▶ Exercise
Restate the entries word for word, omitting nothing.

▶ Working data

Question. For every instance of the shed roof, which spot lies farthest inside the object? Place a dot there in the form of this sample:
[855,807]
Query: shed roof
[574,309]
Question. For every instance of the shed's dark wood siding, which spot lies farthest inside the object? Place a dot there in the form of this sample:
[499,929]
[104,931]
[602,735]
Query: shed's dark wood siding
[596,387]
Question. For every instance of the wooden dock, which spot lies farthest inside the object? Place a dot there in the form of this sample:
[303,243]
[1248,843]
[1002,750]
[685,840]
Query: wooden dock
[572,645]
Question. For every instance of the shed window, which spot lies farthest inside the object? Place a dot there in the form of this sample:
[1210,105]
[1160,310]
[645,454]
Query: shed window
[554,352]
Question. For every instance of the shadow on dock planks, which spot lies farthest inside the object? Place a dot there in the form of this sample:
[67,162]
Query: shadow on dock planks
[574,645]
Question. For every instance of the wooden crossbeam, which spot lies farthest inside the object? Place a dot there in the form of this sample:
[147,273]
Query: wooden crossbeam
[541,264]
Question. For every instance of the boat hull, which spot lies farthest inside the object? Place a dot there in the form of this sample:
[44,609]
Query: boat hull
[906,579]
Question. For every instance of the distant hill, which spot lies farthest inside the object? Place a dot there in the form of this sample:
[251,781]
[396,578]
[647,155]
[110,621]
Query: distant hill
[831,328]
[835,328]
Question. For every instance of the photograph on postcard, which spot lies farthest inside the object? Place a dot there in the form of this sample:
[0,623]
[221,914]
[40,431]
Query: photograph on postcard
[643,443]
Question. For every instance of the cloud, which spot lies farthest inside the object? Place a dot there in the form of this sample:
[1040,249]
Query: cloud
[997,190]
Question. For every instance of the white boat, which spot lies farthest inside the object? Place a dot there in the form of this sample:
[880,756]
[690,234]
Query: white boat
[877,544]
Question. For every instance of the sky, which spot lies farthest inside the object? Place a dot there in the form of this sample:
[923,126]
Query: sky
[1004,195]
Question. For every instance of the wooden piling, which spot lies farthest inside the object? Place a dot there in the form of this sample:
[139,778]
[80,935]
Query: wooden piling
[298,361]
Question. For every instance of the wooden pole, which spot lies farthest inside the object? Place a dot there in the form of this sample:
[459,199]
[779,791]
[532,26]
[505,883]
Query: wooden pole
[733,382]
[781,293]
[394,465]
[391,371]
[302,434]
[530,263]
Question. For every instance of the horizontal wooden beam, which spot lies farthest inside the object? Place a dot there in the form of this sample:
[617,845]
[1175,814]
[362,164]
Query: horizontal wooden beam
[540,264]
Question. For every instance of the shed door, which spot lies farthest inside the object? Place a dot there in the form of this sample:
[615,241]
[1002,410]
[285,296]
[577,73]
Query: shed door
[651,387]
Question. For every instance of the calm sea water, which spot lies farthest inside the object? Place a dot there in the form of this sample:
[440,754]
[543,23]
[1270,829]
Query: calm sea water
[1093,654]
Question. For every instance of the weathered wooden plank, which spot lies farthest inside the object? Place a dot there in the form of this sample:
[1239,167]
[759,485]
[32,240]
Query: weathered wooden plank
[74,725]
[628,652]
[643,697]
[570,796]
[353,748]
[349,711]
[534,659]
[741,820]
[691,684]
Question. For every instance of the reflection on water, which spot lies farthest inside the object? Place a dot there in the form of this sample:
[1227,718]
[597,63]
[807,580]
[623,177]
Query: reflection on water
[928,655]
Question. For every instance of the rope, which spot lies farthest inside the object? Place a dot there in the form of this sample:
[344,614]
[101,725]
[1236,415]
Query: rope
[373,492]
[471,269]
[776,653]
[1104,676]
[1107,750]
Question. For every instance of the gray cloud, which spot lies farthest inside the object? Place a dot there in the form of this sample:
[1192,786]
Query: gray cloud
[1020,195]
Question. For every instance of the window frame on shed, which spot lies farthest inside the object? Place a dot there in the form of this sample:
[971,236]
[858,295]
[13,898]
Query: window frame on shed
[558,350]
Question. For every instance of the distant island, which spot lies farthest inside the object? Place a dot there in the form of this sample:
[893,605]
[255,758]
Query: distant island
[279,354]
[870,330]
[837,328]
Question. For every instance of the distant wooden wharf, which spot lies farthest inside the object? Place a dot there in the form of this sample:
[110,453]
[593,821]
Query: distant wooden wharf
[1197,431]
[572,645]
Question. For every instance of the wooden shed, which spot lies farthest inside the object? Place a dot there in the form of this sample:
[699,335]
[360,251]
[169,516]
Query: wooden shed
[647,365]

▶ Written answer
Question. For every instance of the shed roof, which spot lies farthest inside the object? Place a dot there in the form of this sample:
[855,807]
Query: shed roof
[574,309]
Question. For every instance of the shed's dark wood siding, which spot lies farthest inside the object? Place a dot there in the form of this sample:
[499,929]
[104,931]
[602,735]
Query: shed's dark wood siding
[596,387]
Question. For every instance of the wooden dock, which spot lies farthest inside the object? Place a dot there in the form of this sample:
[303,243]
[1248,843]
[1002,750]
[685,840]
Query: wooden dock
[572,645]
Question. For every instance of the shed window, which spot lies farthest inside the object? Place a dot there in the form of this sample:
[1210,105]
[1160,310]
[645,454]
Query: shed window
[554,352]
Question. For every instance of the shadow on dock planks, which spot lies farthest inside the object? Place a dot there in the form of this sample:
[67,162]
Query: shadow on dock planks
[574,645]
Question. For every instance of the wooden crossbeam, which spot lies farthest inside the object? Place a dot there in the form of this sample:
[147,273]
Query: wooden crossbeam
[541,264]
Question. For every instance of the boat hull, which spot lies farthest inside the object? Place a dot there in the form of this sample:
[44,609]
Query: boat hull
[906,579]
Question. For every instance of the distant hill, which spot lies farthest inside the object? Place a dot there in the form of this sample:
[251,781]
[396,578]
[647,155]
[110,621]
Query: distant hill
[831,328]
[835,328]
Question. For every instance of the photograph on postcard, which spot lies farthest inside the object? Place a dot there in the form of this sample:
[0,623]
[221,914]
[40,431]
Query: photograph on postcard
[643,443]
Question. For every instance of the cloud, which spot lies farthest inside the object? Place a dot there in the form of this sample:
[1040,249]
Query: cloud
[997,190]
Question. For every instance of the white boat, which spot lies farthest inside the object? Place a dot there in the form of this sample:
[880,756]
[690,234]
Query: white boat
[877,544]
Question. For every instance of the sky, which spot lies farthest inside the object? Place a dot there in the form of this sample:
[923,126]
Query: sky
[1004,195]
Question. For every instance of the wooden piling, which spot lies farthest inside the object? Place a dot there in the form of this sample:
[139,778]
[80,935]
Query: wooden piling
[298,361]
Question. For every instance of the wooden pole, which spot lies farthest inside the object? Place a dot there in the form of this sample:
[459,199]
[779,791]
[532,26]
[505,883]
Query: wooden pole
[733,382]
[781,293]
[394,465]
[391,371]
[302,434]
[530,263]
Question. For every instance of the horizontal wooden beam, which spot lies farthest inside the object? Place a dot there in the form of this sample:
[617,845]
[1175,814]
[362,164]
Query: horizontal wooden beam
[540,264]
Question. For every instance of the shed door, which spot lies farthest inside the object? Place a dot there in the form of this sample:
[615,241]
[1002,410]
[285,296]
[577,73]
Query: shed door
[651,387]
Question. For every instance of the calm sea water, which spot lies farthest inside the object? Place a dot there in the form of this sample:
[440,754]
[543,23]
[1270,829]
Query: calm sea water
[1093,654]
Question. For every instance of the weathered wooden plank, which spot lies farthest inside the object? Place a dot there in the form of this sample:
[1239,167]
[759,485]
[32,240]
Query: weathered wooden plank
[74,725]
[628,652]
[643,697]
[570,796]
[353,748]
[349,711]
[534,659]
[741,820]
[691,684]
Question. For every instance of the reflection on water, which spot lies farthest inside the object? Place a dot there in the form of this sample:
[1227,718]
[597,63]
[807,580]
[623,177]
Query: reflection on water
[928,655]
Question. For every instance of the rope, which spot lies farthest inside the object? Place a dot there in the form of this sample:
[344,614]
[101,725]
[1236,415]
Query: rope
[373,492]
[471,269]
[776,653]
[1104,676]
[1107,750]
Question. For every instance of the gray cloud, which spot lies farthest inside the object? Place a dot there in the form of this sample:
[1192,786]
Query: gray cloud
[1020,195]
Question. For every instance of the window frame on shed, which spot lies farthest inside the object? Place a dot there in the form of this sample:
[971,236]
[858,295]
[13,898]
Query: window frame on shed
[558,350]
Question. For every instance of the distant island, which spot lies farthest inside the object? Place a dot there in the form of this sample:
[893,605]
[255,758]
Query: distant island
[279,354]
[870,330]
[837,328]
Question. For every instance of the distant wooden wharf, which spot lies farthest inside the object? Place a dot there in the form of this sample:
[110,453]
[593,821]
Query: distant wooden wharf
[1197,431]
[572,645]
Question. For every instance of the wooden shed, which spot lies farthest inside the object? Place a dot there in the form of this sample:
[699,335]
[360,251]
[169,516]
Query: wooden shed
[647,365]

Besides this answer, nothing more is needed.